--- DATA FOR ANALYSIS ---
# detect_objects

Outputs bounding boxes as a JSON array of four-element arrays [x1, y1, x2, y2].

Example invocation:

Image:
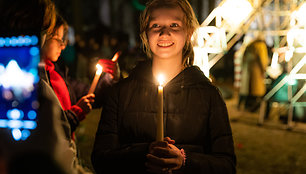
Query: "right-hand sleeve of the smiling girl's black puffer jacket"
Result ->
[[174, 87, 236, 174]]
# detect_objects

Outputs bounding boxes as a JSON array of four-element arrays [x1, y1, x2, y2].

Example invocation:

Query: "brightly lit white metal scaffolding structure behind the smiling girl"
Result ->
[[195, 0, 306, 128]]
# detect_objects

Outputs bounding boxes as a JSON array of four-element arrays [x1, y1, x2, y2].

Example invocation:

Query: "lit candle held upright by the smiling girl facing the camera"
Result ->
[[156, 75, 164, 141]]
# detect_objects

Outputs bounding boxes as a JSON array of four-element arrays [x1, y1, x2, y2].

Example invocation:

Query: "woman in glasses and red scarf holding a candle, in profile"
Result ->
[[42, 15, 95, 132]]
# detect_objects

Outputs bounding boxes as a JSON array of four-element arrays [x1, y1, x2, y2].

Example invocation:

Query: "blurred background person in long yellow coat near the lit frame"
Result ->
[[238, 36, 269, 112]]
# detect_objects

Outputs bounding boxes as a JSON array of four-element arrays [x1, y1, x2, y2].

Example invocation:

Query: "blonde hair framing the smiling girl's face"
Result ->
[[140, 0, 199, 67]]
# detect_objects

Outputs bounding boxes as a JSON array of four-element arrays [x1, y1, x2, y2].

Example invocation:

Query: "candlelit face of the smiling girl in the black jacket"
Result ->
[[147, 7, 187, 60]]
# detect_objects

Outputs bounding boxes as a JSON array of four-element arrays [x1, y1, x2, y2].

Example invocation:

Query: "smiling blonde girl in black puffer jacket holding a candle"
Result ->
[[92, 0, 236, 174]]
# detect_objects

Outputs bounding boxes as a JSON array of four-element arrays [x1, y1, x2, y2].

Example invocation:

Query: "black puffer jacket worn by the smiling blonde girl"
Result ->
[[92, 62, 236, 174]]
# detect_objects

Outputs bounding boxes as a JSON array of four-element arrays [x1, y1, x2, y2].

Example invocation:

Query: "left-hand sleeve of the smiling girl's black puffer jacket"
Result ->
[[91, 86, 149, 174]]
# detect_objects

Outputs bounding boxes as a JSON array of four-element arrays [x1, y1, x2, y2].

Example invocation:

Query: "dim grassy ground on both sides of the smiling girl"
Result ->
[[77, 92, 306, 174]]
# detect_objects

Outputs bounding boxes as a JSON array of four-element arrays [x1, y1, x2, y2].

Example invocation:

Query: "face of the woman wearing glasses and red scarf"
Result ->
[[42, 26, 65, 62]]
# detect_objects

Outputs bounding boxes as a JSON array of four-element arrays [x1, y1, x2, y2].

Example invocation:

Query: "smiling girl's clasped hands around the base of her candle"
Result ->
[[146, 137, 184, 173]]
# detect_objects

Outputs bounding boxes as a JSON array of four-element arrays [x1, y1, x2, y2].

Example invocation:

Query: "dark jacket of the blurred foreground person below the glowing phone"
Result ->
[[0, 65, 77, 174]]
---
--- DATA FOR ANALYSIS ---
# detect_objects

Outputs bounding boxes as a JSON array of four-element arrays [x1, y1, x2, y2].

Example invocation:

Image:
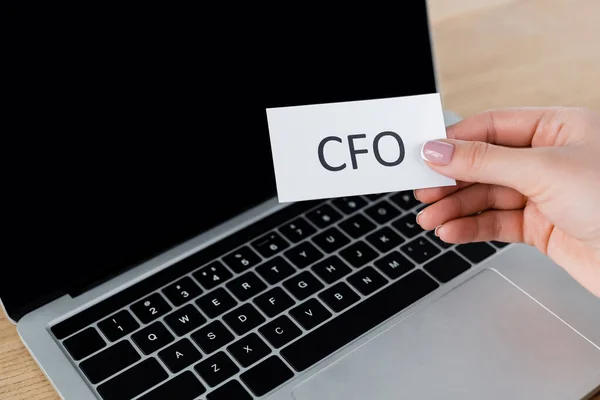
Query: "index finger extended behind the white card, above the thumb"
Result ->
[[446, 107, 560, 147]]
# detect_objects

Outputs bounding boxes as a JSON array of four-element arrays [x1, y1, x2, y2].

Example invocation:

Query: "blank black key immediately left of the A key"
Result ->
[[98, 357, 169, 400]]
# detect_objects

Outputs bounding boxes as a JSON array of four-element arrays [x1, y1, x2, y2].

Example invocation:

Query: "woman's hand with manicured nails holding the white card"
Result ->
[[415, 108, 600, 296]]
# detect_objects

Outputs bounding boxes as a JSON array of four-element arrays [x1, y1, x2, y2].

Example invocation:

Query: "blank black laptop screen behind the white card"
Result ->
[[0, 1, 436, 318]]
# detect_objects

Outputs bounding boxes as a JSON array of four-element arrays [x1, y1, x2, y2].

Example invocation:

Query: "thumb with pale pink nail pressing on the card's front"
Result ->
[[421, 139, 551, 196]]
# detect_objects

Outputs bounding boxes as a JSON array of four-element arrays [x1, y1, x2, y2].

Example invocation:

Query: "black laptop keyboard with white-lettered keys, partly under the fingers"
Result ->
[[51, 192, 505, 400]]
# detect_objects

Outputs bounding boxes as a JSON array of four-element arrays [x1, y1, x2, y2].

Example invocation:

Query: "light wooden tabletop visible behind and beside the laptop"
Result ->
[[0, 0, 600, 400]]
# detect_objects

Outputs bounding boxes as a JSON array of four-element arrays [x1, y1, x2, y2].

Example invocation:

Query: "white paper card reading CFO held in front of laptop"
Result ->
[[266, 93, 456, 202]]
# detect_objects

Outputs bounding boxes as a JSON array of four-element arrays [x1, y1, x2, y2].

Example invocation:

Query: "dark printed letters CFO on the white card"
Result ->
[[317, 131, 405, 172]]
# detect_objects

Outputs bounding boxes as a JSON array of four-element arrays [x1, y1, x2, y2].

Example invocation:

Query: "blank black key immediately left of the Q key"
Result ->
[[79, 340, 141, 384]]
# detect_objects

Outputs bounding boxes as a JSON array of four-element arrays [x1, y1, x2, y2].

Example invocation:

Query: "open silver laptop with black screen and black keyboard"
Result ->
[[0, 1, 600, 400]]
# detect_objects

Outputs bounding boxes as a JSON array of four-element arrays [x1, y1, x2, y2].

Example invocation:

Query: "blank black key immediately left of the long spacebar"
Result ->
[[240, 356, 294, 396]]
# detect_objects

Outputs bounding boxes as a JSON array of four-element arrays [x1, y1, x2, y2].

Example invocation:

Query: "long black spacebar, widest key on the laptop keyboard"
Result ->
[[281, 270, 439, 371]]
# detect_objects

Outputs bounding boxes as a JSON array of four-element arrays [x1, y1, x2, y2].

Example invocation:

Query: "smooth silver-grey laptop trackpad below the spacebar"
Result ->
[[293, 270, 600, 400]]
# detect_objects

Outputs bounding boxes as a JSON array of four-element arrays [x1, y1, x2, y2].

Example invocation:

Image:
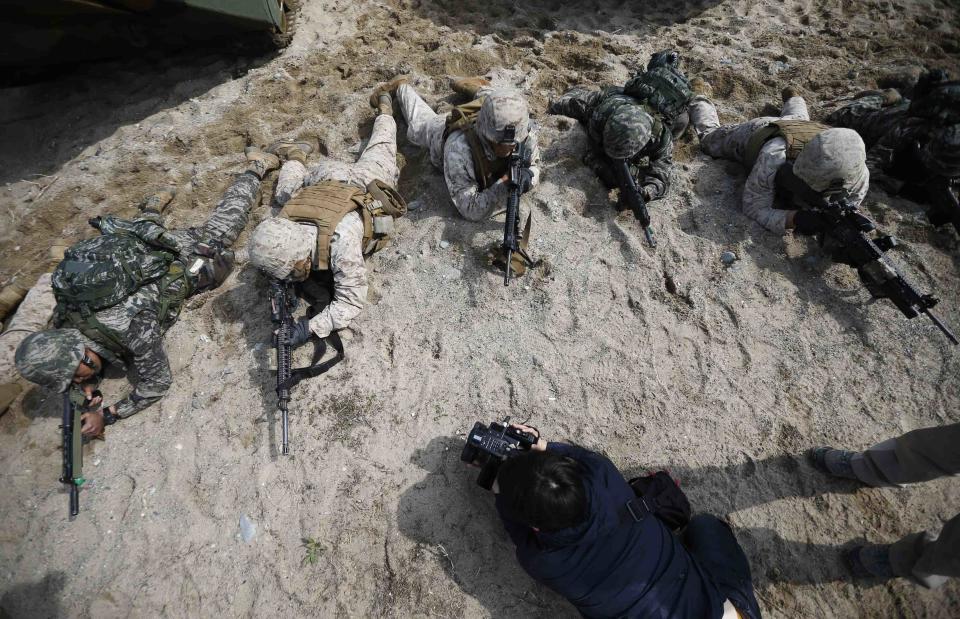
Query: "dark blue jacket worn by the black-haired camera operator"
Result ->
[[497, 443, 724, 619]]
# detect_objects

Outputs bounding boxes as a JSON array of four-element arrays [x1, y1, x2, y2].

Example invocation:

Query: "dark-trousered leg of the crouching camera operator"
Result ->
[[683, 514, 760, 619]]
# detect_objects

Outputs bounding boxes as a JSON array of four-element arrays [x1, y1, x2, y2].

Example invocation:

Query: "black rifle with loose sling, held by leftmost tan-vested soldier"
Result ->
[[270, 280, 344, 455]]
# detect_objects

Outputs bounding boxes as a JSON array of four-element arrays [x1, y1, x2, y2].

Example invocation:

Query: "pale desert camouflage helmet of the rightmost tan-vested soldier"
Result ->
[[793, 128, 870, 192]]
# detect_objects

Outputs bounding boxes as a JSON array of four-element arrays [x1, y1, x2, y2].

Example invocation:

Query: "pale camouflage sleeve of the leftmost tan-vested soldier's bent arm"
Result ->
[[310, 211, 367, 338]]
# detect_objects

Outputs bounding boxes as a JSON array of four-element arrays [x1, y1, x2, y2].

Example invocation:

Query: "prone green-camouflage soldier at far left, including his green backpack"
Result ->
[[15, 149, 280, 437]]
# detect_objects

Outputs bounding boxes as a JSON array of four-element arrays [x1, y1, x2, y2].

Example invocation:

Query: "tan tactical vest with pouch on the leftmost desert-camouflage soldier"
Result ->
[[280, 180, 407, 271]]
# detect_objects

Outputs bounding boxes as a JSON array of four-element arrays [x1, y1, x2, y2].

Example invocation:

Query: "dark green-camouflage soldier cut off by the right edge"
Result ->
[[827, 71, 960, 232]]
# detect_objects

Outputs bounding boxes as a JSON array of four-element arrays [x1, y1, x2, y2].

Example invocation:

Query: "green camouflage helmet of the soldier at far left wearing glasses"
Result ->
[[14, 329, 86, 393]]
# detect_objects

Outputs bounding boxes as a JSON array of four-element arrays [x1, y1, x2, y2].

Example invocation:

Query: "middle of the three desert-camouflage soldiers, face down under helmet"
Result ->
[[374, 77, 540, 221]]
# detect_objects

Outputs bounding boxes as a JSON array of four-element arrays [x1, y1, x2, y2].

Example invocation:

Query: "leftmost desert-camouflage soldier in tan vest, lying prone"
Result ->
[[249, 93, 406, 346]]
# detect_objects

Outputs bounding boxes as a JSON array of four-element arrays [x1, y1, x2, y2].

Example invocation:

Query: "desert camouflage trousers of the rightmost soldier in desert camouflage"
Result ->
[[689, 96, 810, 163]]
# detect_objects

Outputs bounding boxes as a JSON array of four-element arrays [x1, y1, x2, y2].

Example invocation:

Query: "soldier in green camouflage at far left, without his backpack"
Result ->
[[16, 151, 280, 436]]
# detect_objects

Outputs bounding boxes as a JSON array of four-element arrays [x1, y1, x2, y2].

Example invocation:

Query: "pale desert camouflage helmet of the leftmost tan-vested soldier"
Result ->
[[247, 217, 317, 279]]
---
--- DATA FOR ANALYSIS ---
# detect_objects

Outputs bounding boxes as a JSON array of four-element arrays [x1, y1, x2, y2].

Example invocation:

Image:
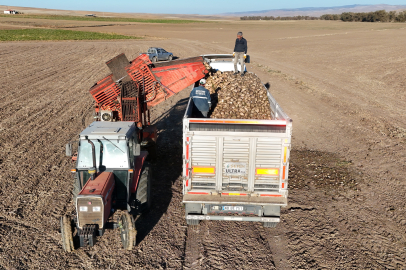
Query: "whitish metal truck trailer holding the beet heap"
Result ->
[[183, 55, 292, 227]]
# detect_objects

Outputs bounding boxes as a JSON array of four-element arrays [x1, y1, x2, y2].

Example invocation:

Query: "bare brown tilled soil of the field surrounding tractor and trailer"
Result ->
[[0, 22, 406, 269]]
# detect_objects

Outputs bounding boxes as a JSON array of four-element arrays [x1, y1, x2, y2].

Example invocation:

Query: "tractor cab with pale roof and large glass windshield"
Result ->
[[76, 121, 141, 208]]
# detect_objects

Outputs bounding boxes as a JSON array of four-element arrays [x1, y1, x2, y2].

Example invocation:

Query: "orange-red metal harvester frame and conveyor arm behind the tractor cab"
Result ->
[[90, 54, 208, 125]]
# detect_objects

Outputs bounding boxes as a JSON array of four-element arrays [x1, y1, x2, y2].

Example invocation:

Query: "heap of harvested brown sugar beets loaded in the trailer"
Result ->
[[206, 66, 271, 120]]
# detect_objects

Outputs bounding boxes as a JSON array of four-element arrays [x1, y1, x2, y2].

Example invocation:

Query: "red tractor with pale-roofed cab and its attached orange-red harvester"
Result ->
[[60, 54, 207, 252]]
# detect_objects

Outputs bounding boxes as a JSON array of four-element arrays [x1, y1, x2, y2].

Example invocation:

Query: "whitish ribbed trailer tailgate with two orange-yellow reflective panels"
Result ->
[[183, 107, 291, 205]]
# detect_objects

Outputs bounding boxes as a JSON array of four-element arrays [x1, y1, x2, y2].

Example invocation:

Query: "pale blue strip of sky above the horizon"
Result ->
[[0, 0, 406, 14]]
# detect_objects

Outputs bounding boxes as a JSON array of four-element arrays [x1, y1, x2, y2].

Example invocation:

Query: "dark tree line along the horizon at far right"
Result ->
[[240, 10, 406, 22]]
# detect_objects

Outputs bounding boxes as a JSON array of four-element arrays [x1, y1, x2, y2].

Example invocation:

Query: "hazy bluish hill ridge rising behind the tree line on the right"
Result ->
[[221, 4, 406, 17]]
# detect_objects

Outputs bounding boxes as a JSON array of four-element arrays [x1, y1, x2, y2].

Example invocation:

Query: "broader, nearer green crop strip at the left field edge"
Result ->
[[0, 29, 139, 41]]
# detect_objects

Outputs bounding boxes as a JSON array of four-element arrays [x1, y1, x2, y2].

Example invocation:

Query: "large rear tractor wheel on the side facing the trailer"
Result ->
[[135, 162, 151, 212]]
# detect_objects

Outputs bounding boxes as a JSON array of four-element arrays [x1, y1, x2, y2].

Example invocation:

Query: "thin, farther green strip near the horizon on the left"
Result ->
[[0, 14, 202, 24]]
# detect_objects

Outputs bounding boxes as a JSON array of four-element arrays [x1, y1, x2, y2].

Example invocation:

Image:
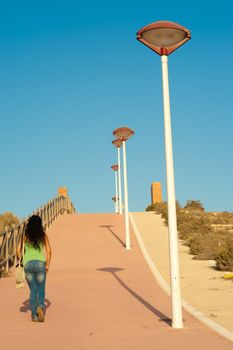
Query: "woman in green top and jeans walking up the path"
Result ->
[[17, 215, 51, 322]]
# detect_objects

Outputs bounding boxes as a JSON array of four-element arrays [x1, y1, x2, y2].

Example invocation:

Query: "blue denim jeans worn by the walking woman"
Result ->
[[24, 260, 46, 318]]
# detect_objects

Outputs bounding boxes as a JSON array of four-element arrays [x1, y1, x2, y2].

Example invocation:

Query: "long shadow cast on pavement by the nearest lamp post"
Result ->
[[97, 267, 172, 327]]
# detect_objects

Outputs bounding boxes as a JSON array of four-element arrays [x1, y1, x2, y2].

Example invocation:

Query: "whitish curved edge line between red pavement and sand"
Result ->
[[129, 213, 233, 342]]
---
ACTIVITY
What lines in the material above contain the word "helmet"? Copy them out.

EXERCISE RESULT
Query: "pale desert camouflage helmet of the rightmost tan-vested soldier"
Query: "green camouflage helmet of the soldier at far left wearing glasses"
Query: "middle of the three desert-camouflage soldiers, face down under helmet"
Query: "pale desert camouflage helmet of the leftmost tan-vested soldier"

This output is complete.